Exercise directions
Find the line containing "x=262, y=289" in the entries below. Restate it and each line after it, word for word, up to and including the line containing "x=205, y=54".

Exercise data
::::

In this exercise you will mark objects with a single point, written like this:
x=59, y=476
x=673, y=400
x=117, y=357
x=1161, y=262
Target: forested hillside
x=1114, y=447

::::

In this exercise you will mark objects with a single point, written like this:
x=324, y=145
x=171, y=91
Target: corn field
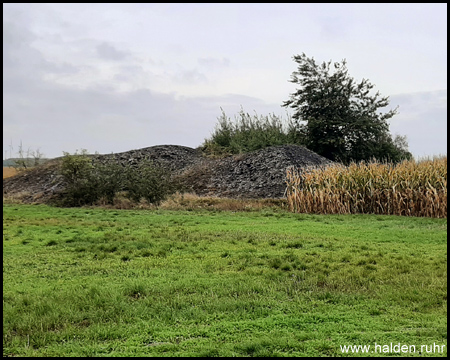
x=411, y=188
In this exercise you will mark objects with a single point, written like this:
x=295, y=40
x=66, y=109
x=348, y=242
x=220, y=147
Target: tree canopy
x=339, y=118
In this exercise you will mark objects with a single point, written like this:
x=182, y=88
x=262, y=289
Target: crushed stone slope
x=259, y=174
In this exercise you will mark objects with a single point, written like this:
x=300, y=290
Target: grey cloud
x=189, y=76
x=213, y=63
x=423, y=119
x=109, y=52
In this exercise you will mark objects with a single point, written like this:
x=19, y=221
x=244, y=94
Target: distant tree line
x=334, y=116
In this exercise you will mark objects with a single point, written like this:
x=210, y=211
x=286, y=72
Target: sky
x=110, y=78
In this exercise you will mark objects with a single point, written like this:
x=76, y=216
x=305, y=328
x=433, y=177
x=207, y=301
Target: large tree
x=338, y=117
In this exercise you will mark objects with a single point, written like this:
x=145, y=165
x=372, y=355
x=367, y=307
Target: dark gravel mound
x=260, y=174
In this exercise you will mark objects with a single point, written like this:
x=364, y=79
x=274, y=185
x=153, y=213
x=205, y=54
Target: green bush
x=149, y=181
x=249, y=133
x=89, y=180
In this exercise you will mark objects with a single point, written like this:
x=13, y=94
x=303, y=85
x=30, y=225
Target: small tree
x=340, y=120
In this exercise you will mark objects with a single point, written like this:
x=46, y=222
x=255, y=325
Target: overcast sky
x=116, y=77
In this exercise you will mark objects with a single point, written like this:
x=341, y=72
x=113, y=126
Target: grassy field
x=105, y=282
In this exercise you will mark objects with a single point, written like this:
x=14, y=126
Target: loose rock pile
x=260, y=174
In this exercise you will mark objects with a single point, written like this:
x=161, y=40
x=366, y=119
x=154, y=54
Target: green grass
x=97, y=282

::::

Expected answer
x=262, y=289
Target: crushed stone slope
x=259, y=174
In this exercise you will mark objects with a single point, written like this:
x=300, y=290
Target: grey cloud
x=189, y=76
x=213, y=63
x=423, y=119
x=109, y=52
In this exercise you will mark objects with a single point, written like this:
x=19, y=221
x=244, y=94
Target: distant tree line
x=334, y=116
In this exercise you will mark objects with a single point, written like this:
x=210, y=211
x=286, y=72
Target: sky
x=110, y=78
In this exercise you will mark objects with a single point, written like this:
x=76, y=216
x=305, y=328
x=433, y=177
x=207, y=301
Target: large tree
x=338, y=117
In this exercise you will mark objects with a single point, written like this:
x=145, y=165
x=372, y=355
x=367, y=307
Target: dark gravel mound
x=260, y=174
In this exercise you will mark objects with a single point, written like this:
x=364, y=79
x=274, y=185
x=153, y=213
x=205, y=54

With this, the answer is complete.